● OBJECTIVE
Reproduce all of the data below verbatim, omitting the pictures.

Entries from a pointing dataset
◇ ◇ ◇ ◇

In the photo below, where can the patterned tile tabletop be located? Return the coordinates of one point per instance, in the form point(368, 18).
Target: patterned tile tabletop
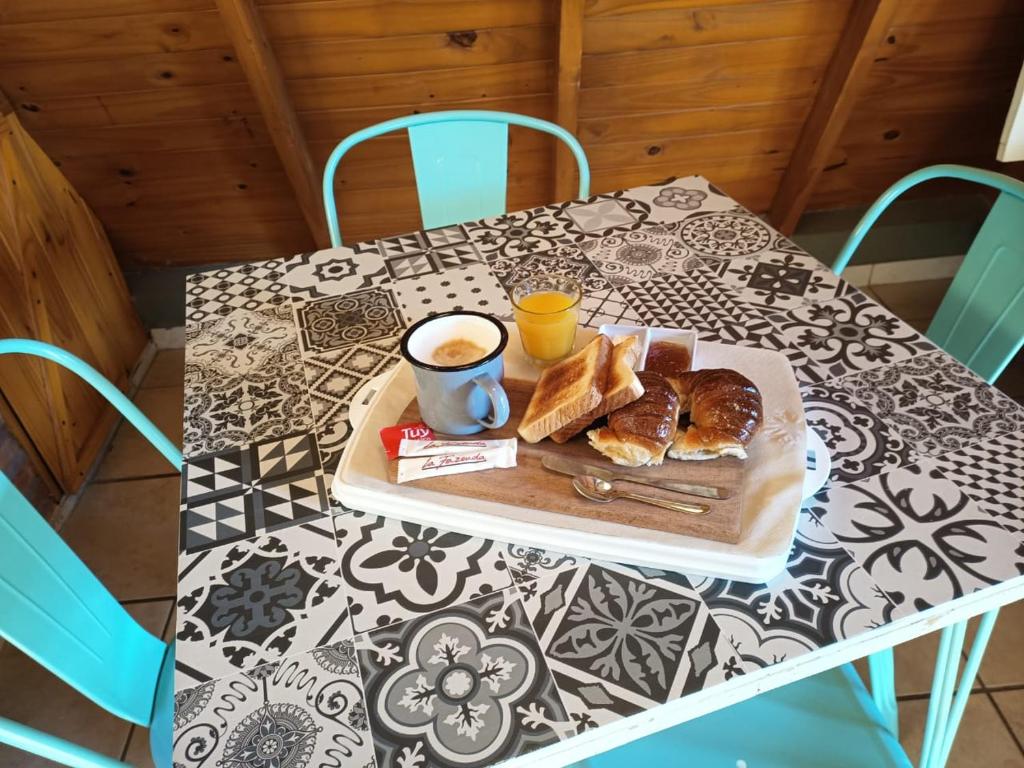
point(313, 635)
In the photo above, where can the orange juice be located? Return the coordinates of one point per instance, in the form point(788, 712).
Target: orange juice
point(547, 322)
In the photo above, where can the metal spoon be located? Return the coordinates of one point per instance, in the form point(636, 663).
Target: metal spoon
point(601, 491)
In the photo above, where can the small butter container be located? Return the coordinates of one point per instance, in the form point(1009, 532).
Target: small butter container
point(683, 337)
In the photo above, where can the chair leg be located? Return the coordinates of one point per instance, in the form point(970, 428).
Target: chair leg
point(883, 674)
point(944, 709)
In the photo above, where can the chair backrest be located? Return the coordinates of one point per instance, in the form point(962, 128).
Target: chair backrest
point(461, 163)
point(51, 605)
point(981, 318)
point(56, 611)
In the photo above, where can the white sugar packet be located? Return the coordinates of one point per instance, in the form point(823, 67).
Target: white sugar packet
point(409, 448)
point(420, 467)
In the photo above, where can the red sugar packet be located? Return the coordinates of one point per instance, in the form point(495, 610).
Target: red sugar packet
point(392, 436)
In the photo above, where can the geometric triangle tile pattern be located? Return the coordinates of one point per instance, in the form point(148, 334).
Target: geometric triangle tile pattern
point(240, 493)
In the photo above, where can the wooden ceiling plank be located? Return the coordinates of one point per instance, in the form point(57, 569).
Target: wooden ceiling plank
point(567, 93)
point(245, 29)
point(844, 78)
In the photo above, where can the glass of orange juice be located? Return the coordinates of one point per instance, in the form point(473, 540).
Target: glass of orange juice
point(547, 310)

◇ ◇ ◇ ◇

● SOLUTION
In the photo below, where can the patterned tile tabletop be located? Return the coordinates of one point per instance, in the form point(368, 18).
Target: patterned tile tabletop
point(313, 635)
In the photo above, where can the orange juice be located? Return the coordinates of one point per instance, in the form point(788, 712).
Target: orange juice
point(547, 322)
In the photo above, where can the metal spoon be located? Return the coordinates of one point per instance, in the form point(636, 663).
Target: metal spoon
point(601, 491)
In the photo above, where can the small butter container be located? Return the coordinates of one point per instance, in the form point(1009, 532).
Target: small butter container
point(683, 337)
In the photo above, where can the chair leg be located? Return the coordinates of one point per instance, in the form point(970, 428).
Target: chair leg
point(883, 674)
point(944, 709)
In the photo above, where can the chair backrest be located? Return the coordinates of one point per instance, in the form point(962, 128).
Target: chair backrest
point(461, 163)
point(51, 605)
point(981, 318)
point(56, 611)
In the photo above, where can the white sugar packet be located? Return the coordinates of one point per instance, in the form point(823, 67).
Target: white sugar packet
point(409, 448)
point(420, 467)
In the photo above, where can the red sugar packet be located? Return the coordinates of one point per instance, in the form point(495, 610).
Target: red sugar packet
point(392, 436)
In the photo above, where can the geometric triangle tile pattern be located? Return the coordinates of one point per instance, in the form point(148, 334).
Target: geometric triangle tile pattern
point(240, 493)
In the photo above, where can the wooden ceiling plank be located? Return the coordinates of one point per instance, in the form point(57, 569).
Target: wooden ceiling plank
point(567, 93)
point(245, 29)
point(844, 78)
In the photo above, where can the glass of orange juice be located? Return the coordinates of one point per instance, in the form point(473, 540).
Target: glass of orange juice
point(547, 310)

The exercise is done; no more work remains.